# TASKS:
a – In the forum thread about the Axminster AT1416VS lathe, do these statements agree with the thread? (i) woodpig gives the lathe's weight as 41kg. (ii) dp341 describes the finish as smooth throughout. (iii) jpt advises against buying the 1416. For each, answer yes or no and quote the deciding words.
b – Extend the forum thread about the Axminster AT1416VS lathe, picking up right after its last line.

# Axminster AT1416VS any thoughts?



## woodpig (18 Jul 2015)

I'm now looking at this Lathe. It's way over my original budget so need to be sure before pulling the trigger on it. The size is about right and variable speed is handy. The other good point for me is the weight, at 41kg I can move it around more easily. Any of you folks out there got one of these Lathes?


----------



## marcros (18 Jul 2015)

i think it looks a good buy- the swing over bed is generous to most other things with a similar footprint.


----------



## woodpig (18 Jul 2015)

It is. The BC distance is fairly usual for this type of machine and I can live with that. They are using something very similar at my club, I must ask what make and model it is if I can wait till next month!


----------



## Sporky McGuffin (18 Jul 2015)

I have the 1628, which is massively out of proportion to my talent but is a lovely bit of kit. The 1416 looks to be along similar lines so probably very decent.


----------



## jpt (18 Jul 2015)

I have had the 1416 for some time now and my comment would be BUY IT it is a great machine.

john


----------



## woodpig (18 Jul 2015)

Thanks, I'll pop over to Axi when I can and take a look.


----------



## dp341 (19 Jul 2015)

I've got one, it's good. Decent size bowls without a massive footprint.

The finish is a bit rough in places but it's accurately built and robust which is a lot more important.

I currently have mine on the wheeled stand they sell for it and it's stable but could do with more mass. However, its useful to be able to get it out of the way.

I think it's quite a lot of lathe for the money.


Sent from my SM-G920F using Tapatalk


----------



## Lons (19 Jul 2015)

I bought it at the end of last year and love it, very smooth and accurate


----------



## woodpig (19 Jul 2015)

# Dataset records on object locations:
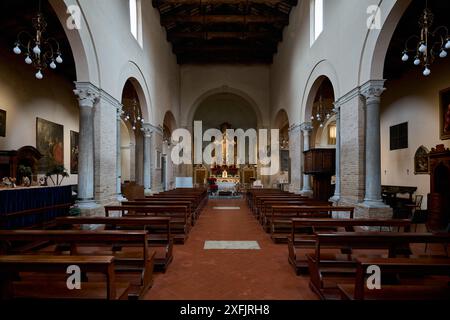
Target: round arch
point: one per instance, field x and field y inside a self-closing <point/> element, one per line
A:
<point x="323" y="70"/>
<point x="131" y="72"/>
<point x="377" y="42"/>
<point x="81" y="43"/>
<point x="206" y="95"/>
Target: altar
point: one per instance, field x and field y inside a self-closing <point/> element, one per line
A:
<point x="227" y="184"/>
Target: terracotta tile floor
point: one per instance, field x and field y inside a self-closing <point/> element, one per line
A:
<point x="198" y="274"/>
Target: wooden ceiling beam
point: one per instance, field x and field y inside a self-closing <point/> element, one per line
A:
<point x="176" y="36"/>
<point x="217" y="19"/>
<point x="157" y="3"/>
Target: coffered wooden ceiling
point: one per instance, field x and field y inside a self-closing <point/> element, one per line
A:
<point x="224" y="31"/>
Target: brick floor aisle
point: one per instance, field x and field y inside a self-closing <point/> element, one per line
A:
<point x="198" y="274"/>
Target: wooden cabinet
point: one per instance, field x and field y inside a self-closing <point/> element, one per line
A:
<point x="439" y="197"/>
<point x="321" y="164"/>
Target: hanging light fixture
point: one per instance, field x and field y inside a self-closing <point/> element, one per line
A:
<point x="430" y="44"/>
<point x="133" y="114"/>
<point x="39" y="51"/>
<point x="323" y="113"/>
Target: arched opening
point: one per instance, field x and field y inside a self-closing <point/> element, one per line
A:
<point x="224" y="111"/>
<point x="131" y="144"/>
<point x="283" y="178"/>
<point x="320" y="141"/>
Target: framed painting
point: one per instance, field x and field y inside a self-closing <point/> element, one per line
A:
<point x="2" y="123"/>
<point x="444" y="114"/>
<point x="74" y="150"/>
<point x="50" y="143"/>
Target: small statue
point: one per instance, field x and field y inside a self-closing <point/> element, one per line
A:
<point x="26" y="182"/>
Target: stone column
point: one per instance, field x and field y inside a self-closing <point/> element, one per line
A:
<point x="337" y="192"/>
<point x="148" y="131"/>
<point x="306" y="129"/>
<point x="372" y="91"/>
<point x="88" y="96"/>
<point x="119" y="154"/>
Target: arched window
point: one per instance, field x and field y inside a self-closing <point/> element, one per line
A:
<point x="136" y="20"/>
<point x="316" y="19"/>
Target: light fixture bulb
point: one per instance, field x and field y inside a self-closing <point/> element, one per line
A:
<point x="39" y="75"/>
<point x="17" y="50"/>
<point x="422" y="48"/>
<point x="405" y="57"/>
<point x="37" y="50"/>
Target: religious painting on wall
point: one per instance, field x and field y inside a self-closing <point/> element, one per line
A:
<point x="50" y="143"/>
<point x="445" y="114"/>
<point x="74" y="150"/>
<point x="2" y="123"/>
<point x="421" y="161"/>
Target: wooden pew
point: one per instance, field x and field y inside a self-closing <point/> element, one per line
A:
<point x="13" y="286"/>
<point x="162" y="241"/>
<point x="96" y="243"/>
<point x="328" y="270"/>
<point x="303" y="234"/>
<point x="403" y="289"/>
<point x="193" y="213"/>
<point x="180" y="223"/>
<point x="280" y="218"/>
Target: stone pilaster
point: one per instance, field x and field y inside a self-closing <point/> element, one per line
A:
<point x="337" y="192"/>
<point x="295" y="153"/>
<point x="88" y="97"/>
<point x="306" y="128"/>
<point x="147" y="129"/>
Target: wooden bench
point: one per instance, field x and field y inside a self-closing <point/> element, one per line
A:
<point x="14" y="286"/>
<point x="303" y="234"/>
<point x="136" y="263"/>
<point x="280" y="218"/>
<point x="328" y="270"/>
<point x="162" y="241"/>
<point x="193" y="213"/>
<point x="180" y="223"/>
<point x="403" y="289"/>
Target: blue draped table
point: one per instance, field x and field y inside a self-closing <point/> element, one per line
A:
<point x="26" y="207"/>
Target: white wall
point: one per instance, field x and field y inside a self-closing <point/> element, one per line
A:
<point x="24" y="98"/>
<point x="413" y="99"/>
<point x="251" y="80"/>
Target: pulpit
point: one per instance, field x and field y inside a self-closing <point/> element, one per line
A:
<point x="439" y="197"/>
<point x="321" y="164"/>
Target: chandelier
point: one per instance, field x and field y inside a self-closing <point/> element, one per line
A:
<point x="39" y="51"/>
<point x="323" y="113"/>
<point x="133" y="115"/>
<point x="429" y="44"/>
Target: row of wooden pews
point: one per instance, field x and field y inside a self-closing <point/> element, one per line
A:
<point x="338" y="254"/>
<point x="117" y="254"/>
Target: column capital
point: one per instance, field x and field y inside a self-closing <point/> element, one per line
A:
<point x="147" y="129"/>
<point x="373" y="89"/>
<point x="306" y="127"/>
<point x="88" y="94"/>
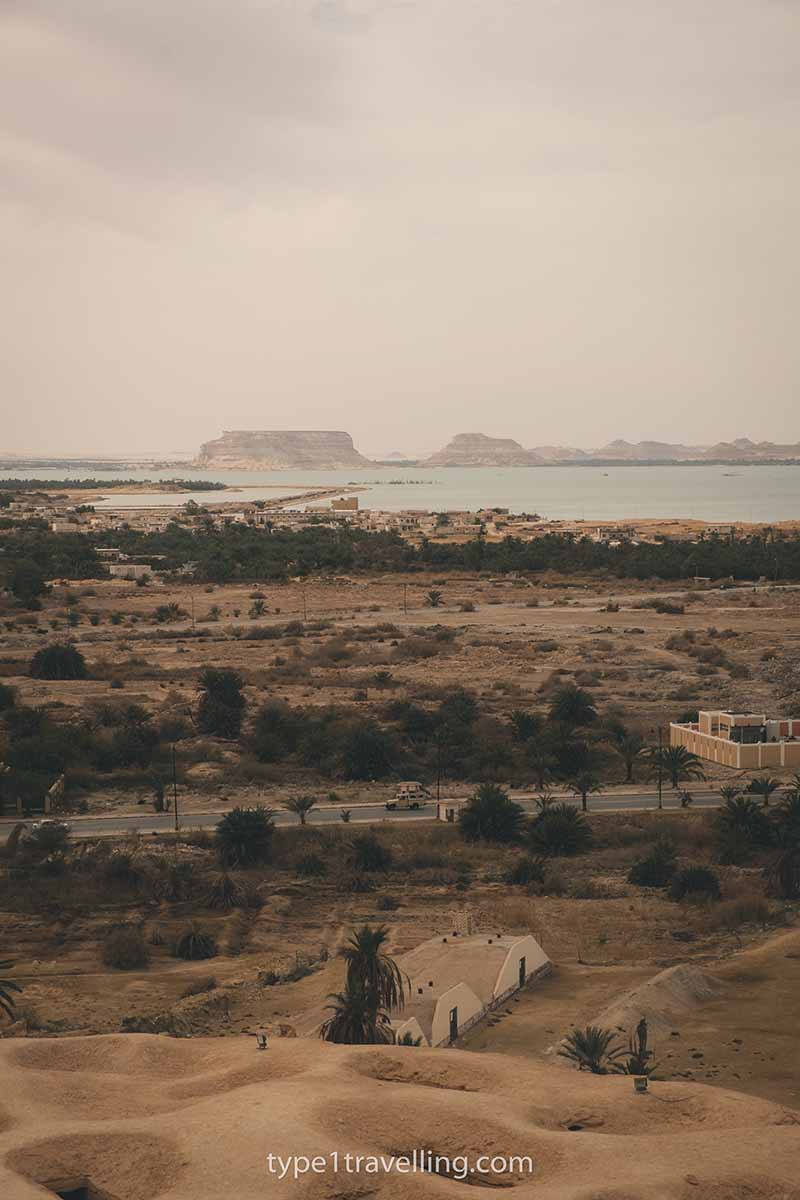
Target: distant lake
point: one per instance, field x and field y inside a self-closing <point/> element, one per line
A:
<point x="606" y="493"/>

# ANSWER LIST:
a –
(i) Yes: "at 41kg I can move it around more easily."
(ii) No: "The finish is a bit rough in places."
(iii) No: "my comment would be BUY IT it is a great machine."

b –
Just back from a look at Axi. Had a good play, the banjo and rest were nice and solid and the machine itself seemed pretty good. I did notice two issues though. The tail stock barrel needs to be extended quite a bit before a centre engages properly. The centre in the shop was a tangless one so that wasn't the issue. On my engineering Lathe the barrel only needs to be extended a couple of mm before a centre will engage. If I get this Lathe I'll have to buy a new chuck and Morse taper to fit it as I'm sure the two chucks I have with MT2 arbors probably won't engage without extending the barrel even more. Another small issue was the recess into which the retaining screw for the belt cover was drilled in the wrong place so the cover couldn't be secured on the demo one in the shop. Neither are deal breakers but not expected on a £750 Lathe. My old Axminster Chuck won't fit either as they don't make a M33 adaptor for it. :roll: Unless an AT1416VS comes up on offer I may wait to see what the new Record Power one looks like in the flesh.

Whilst there I did notice the Jet Lathes are more solidly built which is good in most cases except the extra weight could make it awkward for me to move around.


----------



## SteveF (20 Jul 2015)

I have the 1416

more than happy with it

I looked at the Jet when I bought mine
but
the 1 year warranty put me off
axi 3 yrs
record 5 yrs

Steve


----------



## woodpig (21 Jul 2015)

Just a bump in case anyone else has anything they'd like to add before I spend any hard earned! :lol:


----------



## nicguthrie (21 Jul 2015)

I'm pretty sure it's the 1416vs that I have. Very good bit of kit, three gear ranges and the variable speed mean it handles most stuff, the clearance is a bit over 12" so manages any bowls that it's reasonable to try to turn on such a small lathe. Quality kit, no regrets.

Having said that, if I had the space and cash, I'd definitely have gone for one of the record machines that have the rotating head stock.

My one irritation at my lathe, is having to work over the rails (I have it standing high for my back) to do hollowing or faceplate stuff. I'd love to be able to work either off the end, or on a rotated head stock, either would be great.

Of all my other machinery, and the stuff I've used locally, my Record band saw is the most quality built of all. 

I'd give my left nut for a big enough workshop and the budget (and health - especially if I had to lose a nut) to do a Record CL4 justice. 

Sent from my SM-N9005 using Tapatalk


----------



## finneyb (21 Jul 2015)

nicguthrie":2t86g7wv said:


> My one irritation at my lathe, is having to work over the rails (I have it standing high for my back) to do hollowing or faceplate stuff. I'd love to be able to work either off the end, or on a rotated head stock, either would be great.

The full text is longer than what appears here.